# GIVEN PROBLEM A
Answer these about the summary of Berlin's book:
(i) What group did Part II of the book focus on?
(ii) In which two regions was the transition perhaps most pronounced?
(iii) In what direction did the Lower Mississippi Valley move?

### PAGE TEXT ###

In Part I of his book Many Thousands Gone: The First Two Centuries
of Slavery in North America, Ira Berlin discussed the ways Atlantic
Creoles, highly cultured peoples of mixed race, shaped the first generation of
African slaves in mainland North America. Part II moved forward chronologically
and focused on the Creoles’ successors: the plantation generation. Berlin
argued that the plantation institution spread and led to the degradation of black
life in North America. Berlin’s argument focused on the transition from what he
termed societies with slaves into slave societies. He claimed that this
transition differed according to individual situations, and was perhaps most
pronounced in the Chesapeake region and the Lowcountry of South Carolina,
followed by a unique transition in the North. The Lower Mississippi Valley,
according to Berlin, moved in the opposite direction from the other regions:
from a slave society back to a society with slaves. The various forms this
transition embodied, in connection with individual situations, were comparable
to the various effects of the Glorious Revolution on the different colonies.

###

# GIVEN PROBLEM B
Recast the stretch of the listing from the line containing "horse's blond mane?" through the line containing "[329,77,354,101]" as a JSON list of strings, one string per line, leaving out blank lines.

### LISTED RECORDS ###

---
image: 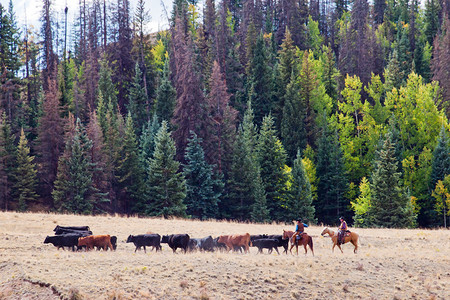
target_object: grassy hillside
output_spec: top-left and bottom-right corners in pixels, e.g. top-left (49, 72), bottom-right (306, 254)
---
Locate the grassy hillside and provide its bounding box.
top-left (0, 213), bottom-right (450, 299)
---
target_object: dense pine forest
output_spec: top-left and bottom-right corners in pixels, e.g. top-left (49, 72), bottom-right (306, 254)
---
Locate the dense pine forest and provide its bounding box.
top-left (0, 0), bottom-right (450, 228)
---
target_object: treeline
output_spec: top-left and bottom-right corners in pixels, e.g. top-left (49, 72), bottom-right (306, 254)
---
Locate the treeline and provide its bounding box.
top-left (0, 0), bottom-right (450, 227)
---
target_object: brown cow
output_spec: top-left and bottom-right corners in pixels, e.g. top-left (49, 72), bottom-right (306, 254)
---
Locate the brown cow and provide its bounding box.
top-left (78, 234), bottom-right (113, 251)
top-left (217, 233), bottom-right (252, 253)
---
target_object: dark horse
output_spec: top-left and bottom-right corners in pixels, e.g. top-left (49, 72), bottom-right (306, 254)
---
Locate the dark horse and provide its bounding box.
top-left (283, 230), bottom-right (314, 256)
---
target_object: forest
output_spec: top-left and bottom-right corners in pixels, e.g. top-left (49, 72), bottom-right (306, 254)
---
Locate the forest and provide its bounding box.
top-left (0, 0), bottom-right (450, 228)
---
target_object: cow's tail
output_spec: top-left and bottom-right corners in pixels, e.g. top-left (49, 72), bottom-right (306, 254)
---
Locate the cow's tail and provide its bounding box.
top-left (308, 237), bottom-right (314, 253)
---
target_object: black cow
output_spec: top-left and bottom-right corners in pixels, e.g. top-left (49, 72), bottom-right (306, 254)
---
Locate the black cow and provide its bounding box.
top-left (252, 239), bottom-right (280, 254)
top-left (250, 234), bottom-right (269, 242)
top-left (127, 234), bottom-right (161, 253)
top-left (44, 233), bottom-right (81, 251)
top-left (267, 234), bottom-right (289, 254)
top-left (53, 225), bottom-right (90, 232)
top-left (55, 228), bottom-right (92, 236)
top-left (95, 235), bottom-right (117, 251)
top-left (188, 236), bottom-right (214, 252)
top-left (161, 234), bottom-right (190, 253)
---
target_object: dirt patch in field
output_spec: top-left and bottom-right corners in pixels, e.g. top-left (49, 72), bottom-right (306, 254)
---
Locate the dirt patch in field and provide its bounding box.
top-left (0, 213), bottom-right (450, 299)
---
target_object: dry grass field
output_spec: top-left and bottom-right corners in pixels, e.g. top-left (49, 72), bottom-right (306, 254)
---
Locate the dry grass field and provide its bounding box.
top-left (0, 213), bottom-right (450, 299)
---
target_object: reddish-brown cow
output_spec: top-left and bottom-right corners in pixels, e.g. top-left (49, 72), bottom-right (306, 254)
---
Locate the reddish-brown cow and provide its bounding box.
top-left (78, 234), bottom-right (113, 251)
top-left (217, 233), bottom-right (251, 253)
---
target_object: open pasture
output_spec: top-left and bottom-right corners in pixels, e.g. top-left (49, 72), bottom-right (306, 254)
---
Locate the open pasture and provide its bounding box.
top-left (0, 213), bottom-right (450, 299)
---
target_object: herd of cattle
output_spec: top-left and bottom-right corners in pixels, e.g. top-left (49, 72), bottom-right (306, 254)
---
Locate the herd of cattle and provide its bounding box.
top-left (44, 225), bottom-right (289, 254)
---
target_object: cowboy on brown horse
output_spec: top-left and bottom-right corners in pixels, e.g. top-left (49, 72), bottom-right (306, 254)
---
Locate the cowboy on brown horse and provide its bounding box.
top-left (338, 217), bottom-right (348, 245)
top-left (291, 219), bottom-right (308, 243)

###
### LISTED RECORDS ###

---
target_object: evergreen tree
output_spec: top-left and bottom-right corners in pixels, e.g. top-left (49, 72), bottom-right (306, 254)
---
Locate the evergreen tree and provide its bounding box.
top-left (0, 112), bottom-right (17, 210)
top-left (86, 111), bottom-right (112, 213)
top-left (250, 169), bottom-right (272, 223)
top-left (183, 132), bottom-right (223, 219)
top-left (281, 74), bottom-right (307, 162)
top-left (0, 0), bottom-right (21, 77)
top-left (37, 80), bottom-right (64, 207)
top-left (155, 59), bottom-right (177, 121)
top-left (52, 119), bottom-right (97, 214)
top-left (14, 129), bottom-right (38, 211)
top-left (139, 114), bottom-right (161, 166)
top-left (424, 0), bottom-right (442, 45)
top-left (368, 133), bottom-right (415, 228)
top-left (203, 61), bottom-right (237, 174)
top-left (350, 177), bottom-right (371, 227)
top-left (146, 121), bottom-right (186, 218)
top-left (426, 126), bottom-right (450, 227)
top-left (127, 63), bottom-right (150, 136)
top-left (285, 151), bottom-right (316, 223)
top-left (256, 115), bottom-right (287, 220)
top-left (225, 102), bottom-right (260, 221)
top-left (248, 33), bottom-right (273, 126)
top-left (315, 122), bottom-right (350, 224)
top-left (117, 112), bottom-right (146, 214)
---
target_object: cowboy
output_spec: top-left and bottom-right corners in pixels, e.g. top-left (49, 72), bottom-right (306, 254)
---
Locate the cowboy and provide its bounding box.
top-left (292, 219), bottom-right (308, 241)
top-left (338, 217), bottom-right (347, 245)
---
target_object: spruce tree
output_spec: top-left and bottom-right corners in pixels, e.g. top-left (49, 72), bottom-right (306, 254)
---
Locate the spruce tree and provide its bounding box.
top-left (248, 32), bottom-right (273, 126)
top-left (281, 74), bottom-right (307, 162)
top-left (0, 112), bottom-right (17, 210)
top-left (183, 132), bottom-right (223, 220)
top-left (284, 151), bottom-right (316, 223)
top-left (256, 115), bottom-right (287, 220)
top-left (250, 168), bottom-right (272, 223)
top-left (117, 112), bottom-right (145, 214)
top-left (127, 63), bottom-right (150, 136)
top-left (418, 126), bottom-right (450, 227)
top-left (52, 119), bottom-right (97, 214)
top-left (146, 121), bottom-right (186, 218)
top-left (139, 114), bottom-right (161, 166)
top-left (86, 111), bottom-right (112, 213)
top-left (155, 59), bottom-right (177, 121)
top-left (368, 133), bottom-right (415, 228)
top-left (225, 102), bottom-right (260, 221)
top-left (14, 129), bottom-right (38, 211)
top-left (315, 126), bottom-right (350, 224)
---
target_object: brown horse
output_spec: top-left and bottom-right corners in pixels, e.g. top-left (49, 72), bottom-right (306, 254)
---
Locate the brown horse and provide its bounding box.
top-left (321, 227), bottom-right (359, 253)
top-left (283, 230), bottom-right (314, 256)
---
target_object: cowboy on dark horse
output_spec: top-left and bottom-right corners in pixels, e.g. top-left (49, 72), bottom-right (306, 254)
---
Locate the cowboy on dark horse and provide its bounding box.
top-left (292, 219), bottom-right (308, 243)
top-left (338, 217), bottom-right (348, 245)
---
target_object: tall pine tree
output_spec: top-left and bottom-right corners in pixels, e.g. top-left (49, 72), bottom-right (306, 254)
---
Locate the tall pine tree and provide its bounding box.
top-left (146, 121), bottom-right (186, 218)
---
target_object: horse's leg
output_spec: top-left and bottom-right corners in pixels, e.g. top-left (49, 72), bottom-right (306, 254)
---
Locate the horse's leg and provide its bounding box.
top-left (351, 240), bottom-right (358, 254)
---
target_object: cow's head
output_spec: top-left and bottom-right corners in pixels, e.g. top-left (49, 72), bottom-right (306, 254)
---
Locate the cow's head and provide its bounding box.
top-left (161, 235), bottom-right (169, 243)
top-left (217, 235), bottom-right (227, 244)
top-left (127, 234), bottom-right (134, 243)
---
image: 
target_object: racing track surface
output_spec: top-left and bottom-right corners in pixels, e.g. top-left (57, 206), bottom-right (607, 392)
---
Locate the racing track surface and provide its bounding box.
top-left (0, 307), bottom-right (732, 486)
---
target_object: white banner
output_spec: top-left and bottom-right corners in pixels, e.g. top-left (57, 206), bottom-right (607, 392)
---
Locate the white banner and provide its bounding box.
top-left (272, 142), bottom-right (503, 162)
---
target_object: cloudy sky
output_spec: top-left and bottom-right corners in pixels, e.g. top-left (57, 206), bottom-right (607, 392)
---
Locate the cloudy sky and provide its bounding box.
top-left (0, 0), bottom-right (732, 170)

###
### LISTED RECORDS ###

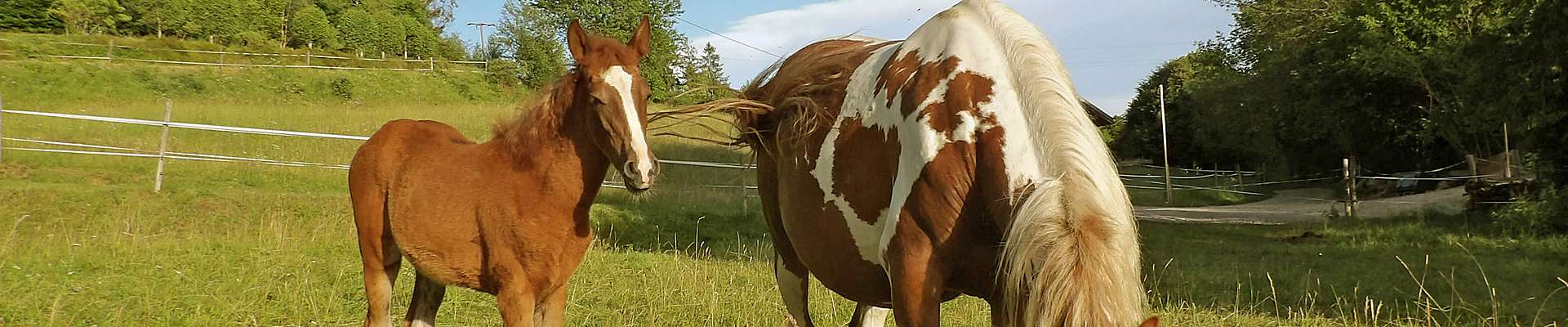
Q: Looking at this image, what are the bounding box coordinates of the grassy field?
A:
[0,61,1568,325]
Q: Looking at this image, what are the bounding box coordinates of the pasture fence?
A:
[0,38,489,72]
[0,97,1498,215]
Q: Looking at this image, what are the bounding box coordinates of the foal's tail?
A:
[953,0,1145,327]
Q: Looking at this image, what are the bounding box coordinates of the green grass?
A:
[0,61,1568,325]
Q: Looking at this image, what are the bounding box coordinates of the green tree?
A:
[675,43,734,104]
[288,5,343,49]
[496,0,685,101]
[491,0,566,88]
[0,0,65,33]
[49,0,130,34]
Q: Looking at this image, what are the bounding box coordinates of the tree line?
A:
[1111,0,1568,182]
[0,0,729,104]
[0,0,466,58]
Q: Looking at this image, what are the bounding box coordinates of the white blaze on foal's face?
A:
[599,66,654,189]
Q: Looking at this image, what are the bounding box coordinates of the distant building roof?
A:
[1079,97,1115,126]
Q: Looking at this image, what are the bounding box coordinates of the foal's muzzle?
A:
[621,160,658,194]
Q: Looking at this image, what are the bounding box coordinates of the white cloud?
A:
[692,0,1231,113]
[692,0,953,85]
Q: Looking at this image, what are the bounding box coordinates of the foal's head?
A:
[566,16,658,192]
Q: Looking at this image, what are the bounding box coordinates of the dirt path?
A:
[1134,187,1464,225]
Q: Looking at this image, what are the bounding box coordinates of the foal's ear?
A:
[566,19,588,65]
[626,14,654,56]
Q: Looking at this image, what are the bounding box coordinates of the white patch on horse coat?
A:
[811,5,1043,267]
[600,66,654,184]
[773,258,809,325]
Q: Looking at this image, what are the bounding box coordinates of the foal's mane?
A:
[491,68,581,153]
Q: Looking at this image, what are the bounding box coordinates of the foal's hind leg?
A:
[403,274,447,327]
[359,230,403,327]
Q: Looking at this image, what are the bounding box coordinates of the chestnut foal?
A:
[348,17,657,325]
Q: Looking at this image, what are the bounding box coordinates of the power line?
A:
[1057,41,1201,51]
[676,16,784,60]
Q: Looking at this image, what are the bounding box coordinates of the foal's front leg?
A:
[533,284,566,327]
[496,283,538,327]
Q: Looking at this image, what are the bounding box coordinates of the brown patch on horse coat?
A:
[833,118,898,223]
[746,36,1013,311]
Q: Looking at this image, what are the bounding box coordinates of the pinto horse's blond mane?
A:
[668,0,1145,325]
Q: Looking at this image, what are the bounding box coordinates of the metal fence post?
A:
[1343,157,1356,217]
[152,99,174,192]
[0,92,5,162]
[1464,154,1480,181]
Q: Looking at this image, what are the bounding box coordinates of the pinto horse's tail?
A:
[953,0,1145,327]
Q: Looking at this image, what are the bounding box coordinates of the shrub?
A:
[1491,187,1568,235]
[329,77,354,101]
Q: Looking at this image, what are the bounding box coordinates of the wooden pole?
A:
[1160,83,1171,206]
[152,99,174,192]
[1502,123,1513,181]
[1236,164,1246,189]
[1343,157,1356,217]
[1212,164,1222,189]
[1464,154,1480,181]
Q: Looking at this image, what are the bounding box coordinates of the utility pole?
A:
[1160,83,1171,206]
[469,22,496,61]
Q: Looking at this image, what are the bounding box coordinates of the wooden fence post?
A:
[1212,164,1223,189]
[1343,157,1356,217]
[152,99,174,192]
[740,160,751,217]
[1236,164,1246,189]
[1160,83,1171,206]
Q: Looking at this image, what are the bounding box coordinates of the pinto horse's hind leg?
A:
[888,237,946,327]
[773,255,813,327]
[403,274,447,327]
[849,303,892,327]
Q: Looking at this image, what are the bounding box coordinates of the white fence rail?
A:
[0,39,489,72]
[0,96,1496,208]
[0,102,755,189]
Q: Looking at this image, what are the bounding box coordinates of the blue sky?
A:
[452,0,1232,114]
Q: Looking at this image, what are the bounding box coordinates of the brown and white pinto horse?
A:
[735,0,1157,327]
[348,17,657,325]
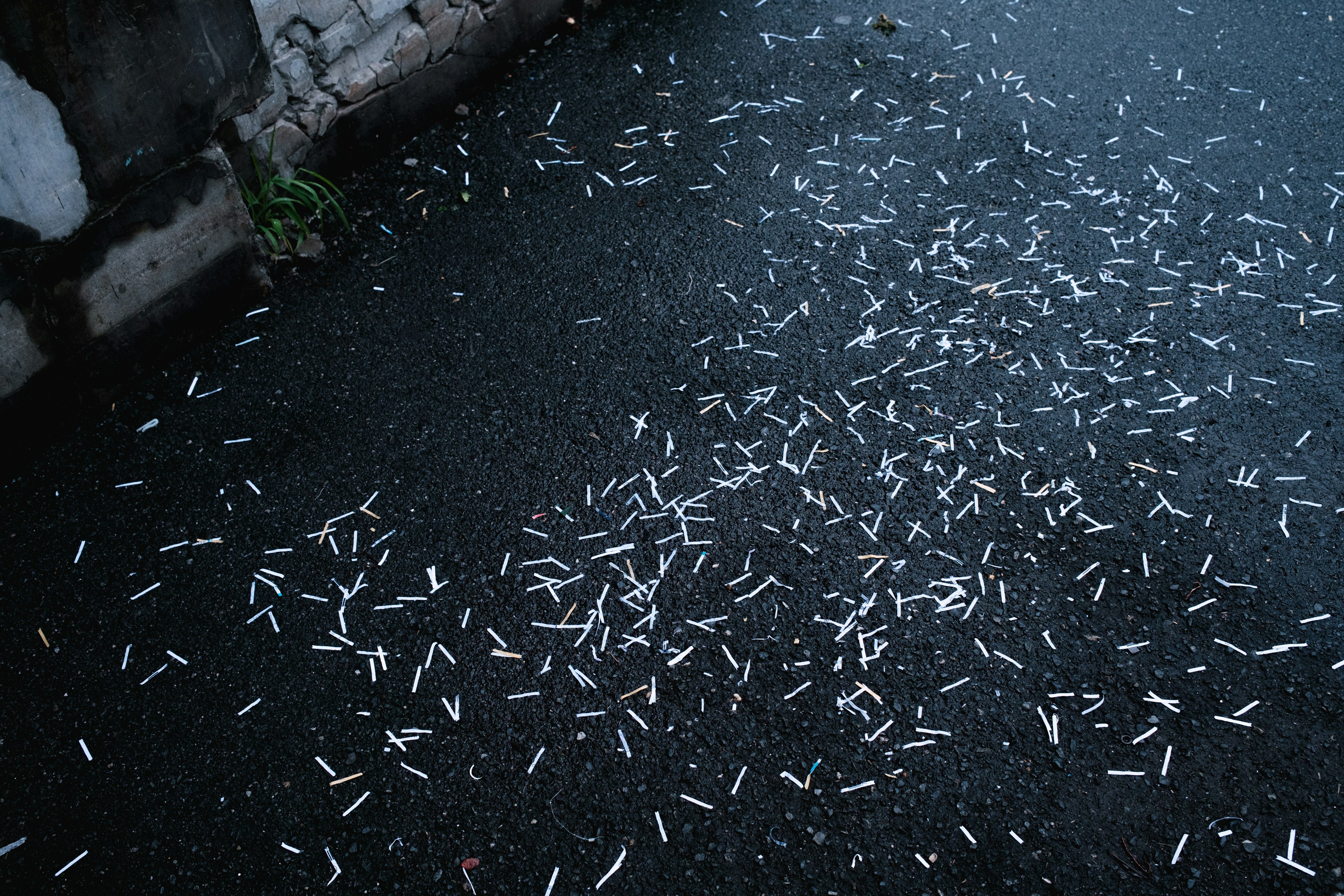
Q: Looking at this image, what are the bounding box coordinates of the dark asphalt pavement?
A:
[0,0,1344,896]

###

# CORRECT RESPONSE A
(i) The plantation generation, the successors of the Atlantic Creoles.
(ii) The Chesapeake region and the Lowcountry of South Carolina.
(iii) From a slave society back to a society with slaves.

# CORRECT RESPONSE B
[
  "Q: Looking at this image, what are the bounding box coordinates of the pinto horse's blond mane?",
  "A:",
  "[668,0,1145,325]",
  "Q: Looking at this image, what are the bounding box coordinates of the metal fence post?",
  "A:",
  "[1343,157,1356,217]",
  "[152,99,174,192]",
  "[0,92,5,162]",
  "[1464,154,1480,181]",
  "Q: Looking at this image, what are the bounding box coordinates of the pinto horse's tail?",
  "A:",
  "[953,0,1145,327]",
  "Q: Looking at this image, what are the bounding box coordinates of the shrub?",
  "A:",
  "[1491,187,1568,235]",
  "[329,77,354,101]"
]